### Work instructions
Copy out each line of the material below that holds the string "pile".

### Dataset records
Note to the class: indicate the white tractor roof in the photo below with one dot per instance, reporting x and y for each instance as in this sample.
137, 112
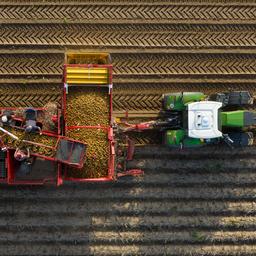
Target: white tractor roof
203, 120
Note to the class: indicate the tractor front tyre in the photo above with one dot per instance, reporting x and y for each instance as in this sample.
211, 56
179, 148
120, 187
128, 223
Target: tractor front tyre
241, 139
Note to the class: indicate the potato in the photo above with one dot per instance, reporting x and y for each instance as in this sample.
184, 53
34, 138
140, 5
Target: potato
97, 153
87, 106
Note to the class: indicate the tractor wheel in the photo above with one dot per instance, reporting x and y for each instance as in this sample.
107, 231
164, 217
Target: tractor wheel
241, 139
240, 98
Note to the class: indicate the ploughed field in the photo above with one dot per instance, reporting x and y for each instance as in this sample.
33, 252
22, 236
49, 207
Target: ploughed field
189, 202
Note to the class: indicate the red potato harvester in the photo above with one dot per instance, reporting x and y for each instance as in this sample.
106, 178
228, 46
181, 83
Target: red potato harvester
81, 70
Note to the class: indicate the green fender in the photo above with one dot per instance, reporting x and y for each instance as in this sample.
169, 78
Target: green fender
178, 138
178, 101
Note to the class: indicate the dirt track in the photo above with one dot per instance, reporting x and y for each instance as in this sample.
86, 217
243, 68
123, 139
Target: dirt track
188, 203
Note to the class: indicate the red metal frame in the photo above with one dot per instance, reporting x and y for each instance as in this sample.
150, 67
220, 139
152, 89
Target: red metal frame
111, 160
108, 129
59, 178
11, 175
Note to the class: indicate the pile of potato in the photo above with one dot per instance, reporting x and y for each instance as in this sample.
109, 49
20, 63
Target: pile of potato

### Answer section
Note to the class: indicate the pile of potato in the photo above with one dot per instance, reporting x and y for each instance as in this sample.
Target: pile of potato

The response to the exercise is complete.